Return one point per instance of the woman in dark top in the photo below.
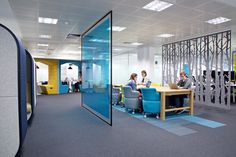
(133, 81)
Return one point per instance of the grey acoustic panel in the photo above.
(209, 62)
(9, 126)
(8, 64)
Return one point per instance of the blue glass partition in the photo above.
(96, 68)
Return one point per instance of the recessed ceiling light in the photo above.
(47, 20)
(118, 28)
(42, 50)
(116, 49)
(218, 20)
(157, 5)
(44, 45)
(99, 40)
(165, 35)
(136, 43)
(45, 36)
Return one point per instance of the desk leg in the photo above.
(191, 101)
(163, 106)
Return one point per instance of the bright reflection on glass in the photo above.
(96, 69)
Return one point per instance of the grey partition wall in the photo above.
(96, 68)
(13, 118)
(30, 83)
(208, 62)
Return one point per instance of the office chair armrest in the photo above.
(134, 94)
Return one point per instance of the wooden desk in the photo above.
(166, 91)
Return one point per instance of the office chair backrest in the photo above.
(129, 93)
(150, 94)
(115, 90)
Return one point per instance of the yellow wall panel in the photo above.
(53, 73)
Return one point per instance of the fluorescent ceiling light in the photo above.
(47, 20)
(41, 50)
(117, 28)
(86, 47)
(157, 5)
(136, 43)
(218, 20)
(45, 36)
(44, 45)
(116, 49)
(99, 40)
(165, 35)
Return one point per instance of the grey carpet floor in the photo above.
(61, 128)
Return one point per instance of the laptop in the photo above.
(173, 86)
(148, 84)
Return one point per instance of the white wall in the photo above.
(141, 58)
(42, 72)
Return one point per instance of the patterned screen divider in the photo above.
(209, 60)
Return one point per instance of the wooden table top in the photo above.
(167, 89)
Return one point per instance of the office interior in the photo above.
(67, 88)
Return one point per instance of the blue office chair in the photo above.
(151, 101)
(116, 95)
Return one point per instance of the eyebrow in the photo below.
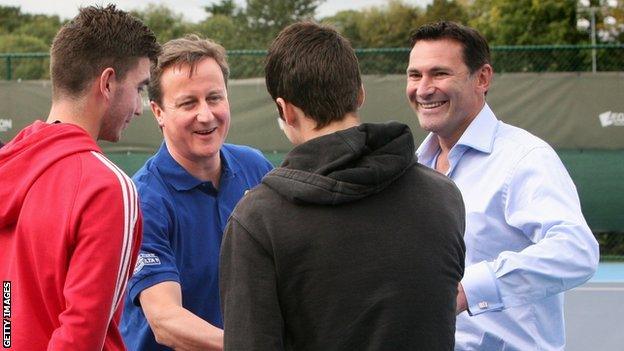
(432, 69)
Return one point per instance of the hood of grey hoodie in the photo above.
(344, 166)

The task
Rewrite all of the material above, changing every "Return" to "Give" and leaving everything else as it is. Omit the pictures.

Output of the task
Give one point per instance of the woman in dark top in the photo below.
(133, 81)
Give one point per instance of the grey acoustic panel in the photo above.
(209, 62)
(9, 126)
(8, 64)
Give one point per instance of the blue glass partition in the photo above.
(96, 68)
Give one point per instance of the recessed ceiling light in the photo above.
(47, 20)
(118, 28)
(42, 50)
(116, 49)
(218, 20)
(157, 5)
(44, 45)
(99, 40)
(165, 35)
(136, 43)
(45, 36)
Give one point per instance of the desk leg in the photo above.
(191, 101)
(163, 106)
Give one point per instance of the bright reflection on glass in the photo above.
(96, 69)
Give one point per instance of the grey partition wall in the photo above.
(96, 68)
(13, 118)
(30, 83)
(208, 62)
Give one point per instance of the office chair armrest in the photo above.
(134, 94)
Give one point per instance of the wooden desk in the photo above.
(166, 91)
Give one point per instance of the office chair backrest in the photo above.
(129, 93)
(150, 94)
(115, 90)
Give one point per instance of the yellow wall panel in the photo above.
(53, 73)
Give one point per instance of the fluorescent ceiling light in the photo above.
(47, 20)
(41, 50)
(117, 28)
(86, 47)
(157, 5)
(136, 43)
(218, 20)
(45, 36)
(44, 45)
(116, 49)
(99, 40)
(165, 35)
Give one point per instance of the grey carpet floor in the photo above.
(61, 128)
Give one point per instance of the laptop in the photo above.
(173, 86)
(148, 84)
Give one point per instance of the white wall in the photo above.
(141, 58)
(42, 72)
Give one point per instance of the patterned screen divider in the photo above.
(209, 60)
Give one point per instance of the wooden table top in the photo above.
(167, 89)
Give one point per instance of the office interior in the photo above.
(67, 88)
Give one point per instance of the blue office chair in the photo above.
(151, 101)
(116, 95)
Give one point per instance of the eyebrow in the photo below.
(432, 69)
Give one point per instance of the hood of grey hoodie in the photo above.
(344, 166)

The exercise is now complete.